Required action
The records appear below. Report how many of their lines contain the word "sleeve", giving the number alone.

Recorded information Block Start

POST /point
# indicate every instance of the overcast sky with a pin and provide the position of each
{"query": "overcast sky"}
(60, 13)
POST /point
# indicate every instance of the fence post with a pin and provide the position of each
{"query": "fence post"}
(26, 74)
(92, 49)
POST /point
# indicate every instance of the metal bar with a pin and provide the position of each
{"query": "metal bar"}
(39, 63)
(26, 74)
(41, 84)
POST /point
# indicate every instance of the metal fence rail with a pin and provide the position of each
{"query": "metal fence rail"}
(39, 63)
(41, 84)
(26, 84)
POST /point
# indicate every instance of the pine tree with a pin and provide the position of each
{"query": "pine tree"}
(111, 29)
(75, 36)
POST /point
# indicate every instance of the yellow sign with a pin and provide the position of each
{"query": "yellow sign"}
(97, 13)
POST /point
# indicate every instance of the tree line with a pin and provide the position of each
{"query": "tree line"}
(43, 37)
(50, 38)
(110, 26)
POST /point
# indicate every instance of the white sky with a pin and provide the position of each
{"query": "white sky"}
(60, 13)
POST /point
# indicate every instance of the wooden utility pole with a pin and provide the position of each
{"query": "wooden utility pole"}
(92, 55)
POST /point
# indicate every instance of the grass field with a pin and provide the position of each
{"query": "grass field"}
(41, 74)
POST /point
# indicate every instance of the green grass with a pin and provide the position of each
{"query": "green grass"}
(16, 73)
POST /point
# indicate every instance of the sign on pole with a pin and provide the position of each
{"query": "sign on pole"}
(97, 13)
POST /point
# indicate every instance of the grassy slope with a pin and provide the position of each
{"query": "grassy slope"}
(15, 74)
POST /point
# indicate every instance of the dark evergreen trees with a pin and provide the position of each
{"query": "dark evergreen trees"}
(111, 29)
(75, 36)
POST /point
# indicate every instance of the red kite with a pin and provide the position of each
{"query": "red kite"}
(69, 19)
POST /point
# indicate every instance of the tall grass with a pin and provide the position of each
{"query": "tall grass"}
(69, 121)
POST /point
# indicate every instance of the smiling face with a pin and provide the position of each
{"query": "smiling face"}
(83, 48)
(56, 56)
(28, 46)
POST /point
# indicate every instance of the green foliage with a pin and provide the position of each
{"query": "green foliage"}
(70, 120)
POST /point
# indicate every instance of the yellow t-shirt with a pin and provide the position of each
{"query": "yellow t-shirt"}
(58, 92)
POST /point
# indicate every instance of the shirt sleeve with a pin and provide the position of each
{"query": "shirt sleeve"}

Recorded information Block End

Exercise result
2